» **TASK BRIEF**
Write a continuation of the passage below about Oren and the bag of books, beginning after its final sentence.

» **EXERCISE TEXT**
- - - - - - -

Just as I get to the end of this mental chatter loop, as if on cue – radio voodoo – “Fix You” by Coldplay comes on. It’s oldies weekend, but when did that become an oldie? It used to play all the time when Oren was little and I was shuttling him back and forth between speech therapy and occupational therapy after school, always on the road, the two of us, listening to the radio.
He picked up all kinds of snippets of songs. Sometimes he would sing, “It’s getting to the point / Where I’m no fun anymore,” from the Crosby, Stills and Nash song, or “Hold me / Love me,” from “Eight Days a Week” by The Beatles. The radio has been not only our soundtrack but our guide and a connection to the outside world all these years.
The first question he ever formulated, unprompted, that wasn’t about food or his routine was, “Is that The Beatles?” which he asked while we were listening to “Alive” by Pearl Jam on our way home from occupational therapy one night about 18 years ago. I would talk to him about the songs, the singers. He knows the names of The Beatles, which instruments each of them played, even the names of their first wives: Pattie, Cynthia, Maureen and Linda. What an old-fashioned bunch of names. And he knows about Coldplay.
“The lead singer is Chris Martin, he was married to Gwyneth Paltrow and he has a girl named Apple and a boy named Moses,” he would say if he were here now.
And he would sing along, “When you try your best but you don’t succeed... ” and would get excited when the tempo switches and becomes crazy fast and he would drum his hands on dashboard.
OUTSIDE THE gate at his place, I wait to hand over the bag, which contains cookies, green apples, a puzzle and some books. I agonized over the books, because they can’t be “home” books, the books that are part of his weekend routine that I read to him before bed or after we go to synagogue.
I could have written a card for him and put it in one of the books I finally chose, but a card is not what he wants from me. He wants to see me. He wants me to hug him. And I’m afraid that a card might bring me to the forefront of his mind and destroy his equilibrium. So the books are enough. They’re a coded message between us. He knows only I could have picked out these books.

- - - - - - -

» **EXTRACTED MATERIAL**

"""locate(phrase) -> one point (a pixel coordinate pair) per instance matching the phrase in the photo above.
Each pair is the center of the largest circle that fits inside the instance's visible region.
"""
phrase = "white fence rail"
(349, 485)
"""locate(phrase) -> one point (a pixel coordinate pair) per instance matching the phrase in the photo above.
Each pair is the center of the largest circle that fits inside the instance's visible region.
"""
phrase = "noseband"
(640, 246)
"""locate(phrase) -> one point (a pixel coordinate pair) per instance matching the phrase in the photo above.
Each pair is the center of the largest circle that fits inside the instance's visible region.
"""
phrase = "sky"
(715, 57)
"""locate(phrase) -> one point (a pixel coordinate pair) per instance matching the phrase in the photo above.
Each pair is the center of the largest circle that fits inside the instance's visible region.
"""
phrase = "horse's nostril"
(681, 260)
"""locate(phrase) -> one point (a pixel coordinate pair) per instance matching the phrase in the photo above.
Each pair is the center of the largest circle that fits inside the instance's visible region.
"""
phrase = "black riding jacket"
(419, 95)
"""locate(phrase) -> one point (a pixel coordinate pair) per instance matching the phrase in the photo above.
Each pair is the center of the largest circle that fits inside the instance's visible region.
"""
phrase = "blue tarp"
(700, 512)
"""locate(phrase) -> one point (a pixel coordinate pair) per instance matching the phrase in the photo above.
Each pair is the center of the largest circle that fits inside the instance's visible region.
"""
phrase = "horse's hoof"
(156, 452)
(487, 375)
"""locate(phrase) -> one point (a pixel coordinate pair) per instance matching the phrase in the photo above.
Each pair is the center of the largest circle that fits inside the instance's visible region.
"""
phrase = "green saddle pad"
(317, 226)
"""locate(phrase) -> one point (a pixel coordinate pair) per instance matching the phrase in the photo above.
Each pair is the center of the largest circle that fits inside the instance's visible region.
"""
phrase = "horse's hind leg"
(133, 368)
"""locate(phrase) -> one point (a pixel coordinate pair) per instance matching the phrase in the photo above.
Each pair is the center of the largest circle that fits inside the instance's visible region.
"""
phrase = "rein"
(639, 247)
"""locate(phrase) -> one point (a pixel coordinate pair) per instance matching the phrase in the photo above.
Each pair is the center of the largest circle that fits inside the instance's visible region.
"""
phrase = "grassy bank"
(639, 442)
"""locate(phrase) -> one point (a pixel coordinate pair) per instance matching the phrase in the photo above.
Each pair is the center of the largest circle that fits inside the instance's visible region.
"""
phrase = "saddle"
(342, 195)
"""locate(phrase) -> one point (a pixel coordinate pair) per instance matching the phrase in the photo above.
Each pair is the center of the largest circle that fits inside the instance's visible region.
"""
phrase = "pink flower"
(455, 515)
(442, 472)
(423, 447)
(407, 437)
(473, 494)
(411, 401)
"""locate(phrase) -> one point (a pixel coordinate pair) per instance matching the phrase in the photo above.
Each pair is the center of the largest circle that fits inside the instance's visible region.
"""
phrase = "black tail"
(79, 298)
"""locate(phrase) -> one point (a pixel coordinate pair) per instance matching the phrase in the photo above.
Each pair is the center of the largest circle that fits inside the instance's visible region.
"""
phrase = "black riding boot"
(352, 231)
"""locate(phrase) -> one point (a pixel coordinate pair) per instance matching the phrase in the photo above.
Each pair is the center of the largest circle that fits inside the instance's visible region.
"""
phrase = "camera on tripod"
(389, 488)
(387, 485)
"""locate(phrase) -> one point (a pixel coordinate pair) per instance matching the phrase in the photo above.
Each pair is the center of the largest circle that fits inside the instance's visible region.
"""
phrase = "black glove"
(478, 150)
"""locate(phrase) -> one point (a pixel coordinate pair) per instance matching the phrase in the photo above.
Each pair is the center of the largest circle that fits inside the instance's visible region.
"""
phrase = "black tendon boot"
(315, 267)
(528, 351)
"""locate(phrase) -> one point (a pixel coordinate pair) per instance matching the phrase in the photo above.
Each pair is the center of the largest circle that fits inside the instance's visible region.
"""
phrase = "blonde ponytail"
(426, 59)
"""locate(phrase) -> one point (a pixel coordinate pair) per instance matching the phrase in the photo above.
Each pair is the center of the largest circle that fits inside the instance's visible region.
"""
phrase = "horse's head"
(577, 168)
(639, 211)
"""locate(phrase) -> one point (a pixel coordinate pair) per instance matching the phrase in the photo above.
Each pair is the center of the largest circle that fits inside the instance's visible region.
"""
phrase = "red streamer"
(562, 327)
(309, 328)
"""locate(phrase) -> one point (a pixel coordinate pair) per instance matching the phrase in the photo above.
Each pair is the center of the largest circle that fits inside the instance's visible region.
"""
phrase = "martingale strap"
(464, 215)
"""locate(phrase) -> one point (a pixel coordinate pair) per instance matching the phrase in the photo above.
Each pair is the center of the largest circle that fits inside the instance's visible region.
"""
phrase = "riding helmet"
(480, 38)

- - - - - - -

» **ANSWER**
I see someone coming down the stairs and I adjust my mask so it covers my nose and mouth. This whole COVID-19 crisis has seemed like a shadow stalking us, drawing closer and closer. I know that in Italy, they don’t have enough ventilators, and that in New York, the streets are empty, and I don’t know when I will see my friends from there again.
But all I have ever really cared about, worried about, is that this disease would come between Oren and me, and now it has. Nothing ever has before, not even the wars.
The woman who takes the package tells me that Oren is fine. They have explained about the virus as best they can. She will give him a hug from me. I can bring him another package next week. She walks back into the building and I get into the car. I take off my mask. There’s another song on the radio but I don’t hear it.
 “Fix You” is still playing in my mind: “Lights will guide you home... And I will try to fix you.” As I drive back through the valley, it begins to rain, and it is so dark that the lights along the road switch on.
I think about how maybe autism is like Goliath, a big bully who can be fought best with small weapons. Most of the therapy never helped Oren much, and it seems to me now that we learned more from the radio and from talking to each other on our rides. Back then, I think I was trying to fix him, but if anyone got fixed, it was me. I want to help him now as much as I can, as he has helped me.
The iron-gray clouds hang low. If he were here, he would say, “The clouds are so beautiful.”
The writer is compiling a book of short stories called A Hard Day’s Life: 20 Years with Autism.